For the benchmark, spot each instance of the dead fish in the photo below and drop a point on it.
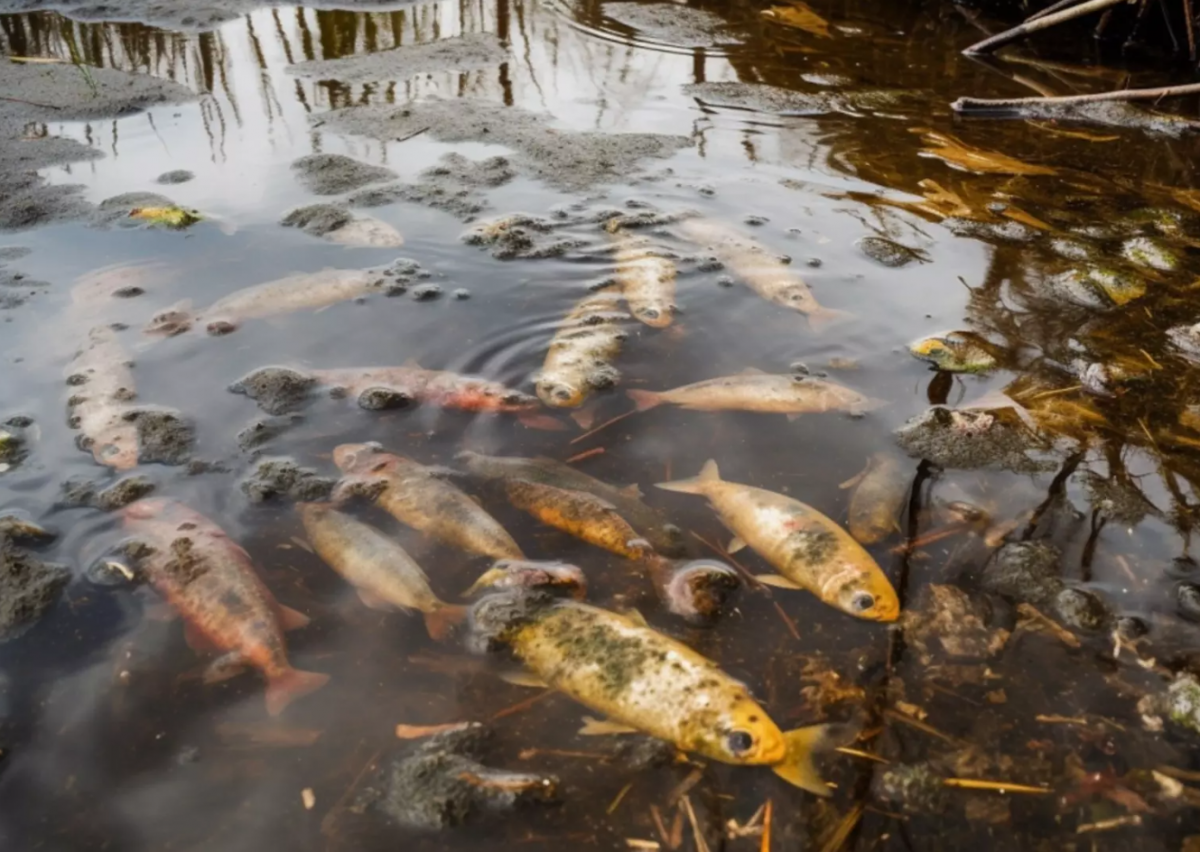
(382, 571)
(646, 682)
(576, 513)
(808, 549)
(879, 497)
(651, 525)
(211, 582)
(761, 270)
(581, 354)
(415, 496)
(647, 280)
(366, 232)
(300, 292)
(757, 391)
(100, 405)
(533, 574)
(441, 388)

--

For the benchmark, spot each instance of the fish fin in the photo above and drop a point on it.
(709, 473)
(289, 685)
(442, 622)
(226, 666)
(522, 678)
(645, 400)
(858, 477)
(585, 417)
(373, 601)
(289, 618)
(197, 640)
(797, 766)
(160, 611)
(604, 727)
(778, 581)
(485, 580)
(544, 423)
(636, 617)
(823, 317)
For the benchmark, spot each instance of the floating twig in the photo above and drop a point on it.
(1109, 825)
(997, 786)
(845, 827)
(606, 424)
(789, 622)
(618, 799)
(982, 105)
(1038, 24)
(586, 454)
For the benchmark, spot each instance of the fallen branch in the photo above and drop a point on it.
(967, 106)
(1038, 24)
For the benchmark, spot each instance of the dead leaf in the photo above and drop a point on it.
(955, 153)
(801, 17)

* _TASK TO COMPLETE_:
Count the lines in the records above that contain the string "dead", treating uppercase and lowercase letters as distinct. Report only the resulting number.

* _THE RESULT_:
2